• Activity: Copy the data exactly. Images are the one exception.

• Source information:

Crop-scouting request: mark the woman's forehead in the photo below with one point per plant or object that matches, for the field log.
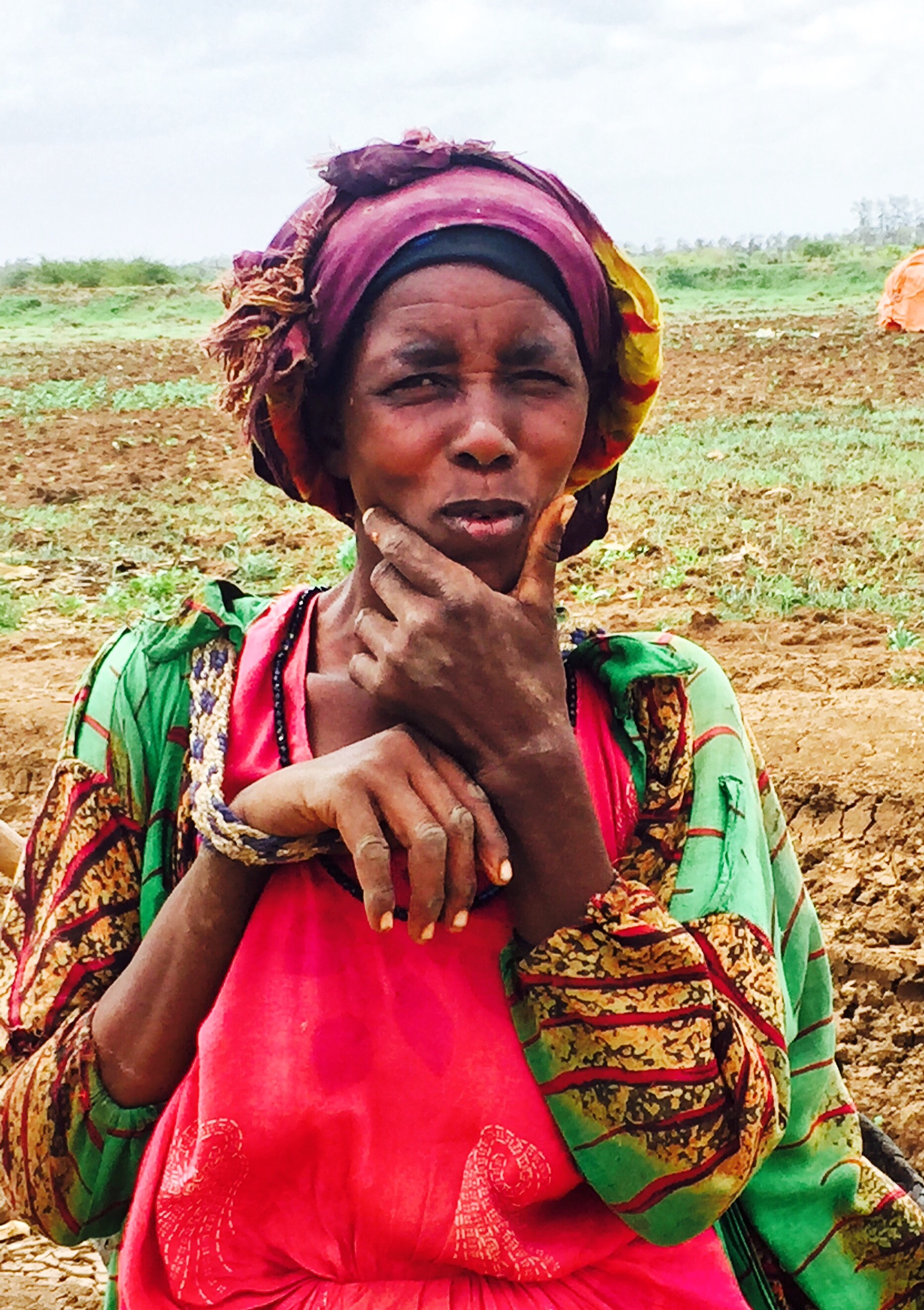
(446, 300)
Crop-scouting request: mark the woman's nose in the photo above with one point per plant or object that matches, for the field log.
(483, 442)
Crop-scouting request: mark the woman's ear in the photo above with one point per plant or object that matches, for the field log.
(331, 436)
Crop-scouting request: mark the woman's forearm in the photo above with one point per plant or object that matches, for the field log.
(556, 847)
(146, 1025)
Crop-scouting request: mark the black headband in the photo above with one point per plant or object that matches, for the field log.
(494, 248)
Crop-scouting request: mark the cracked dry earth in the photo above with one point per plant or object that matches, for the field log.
(847, 754)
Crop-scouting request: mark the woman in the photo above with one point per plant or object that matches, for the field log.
(296, 1101)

• Finished task:
Crop-scouting request: mark the woman's forehead in the photo below with one point per plant or object that matches, for the field log.
(446, 300)
Crop-scouting request: mark the woman's nose in the photo above with one point per plant or object that matches, for the field log.
(483, 442)
Crop-scouting request: mark the woman's ear in the photo above with one point per plant or object that matches, for the field log.
(331, 436)
Crop-scouting request: mark the woman's forearm in the photo above with one point per plant or object that matches, for the field log.
(556, 847)
(146, 1025)
Crop-scouting request: mark the black headband in the photo above with one point per plant or object that matches, for the field log.
(494, 248)
Crop-scouting request: mark the cracked dry earth in the photo above with one point per plant or object that matches, for the field log.
(847, 754)
Crop-scouting request: mark the woman in the photo above with one point per plant or object that matches, for the field log.
(296, 1101)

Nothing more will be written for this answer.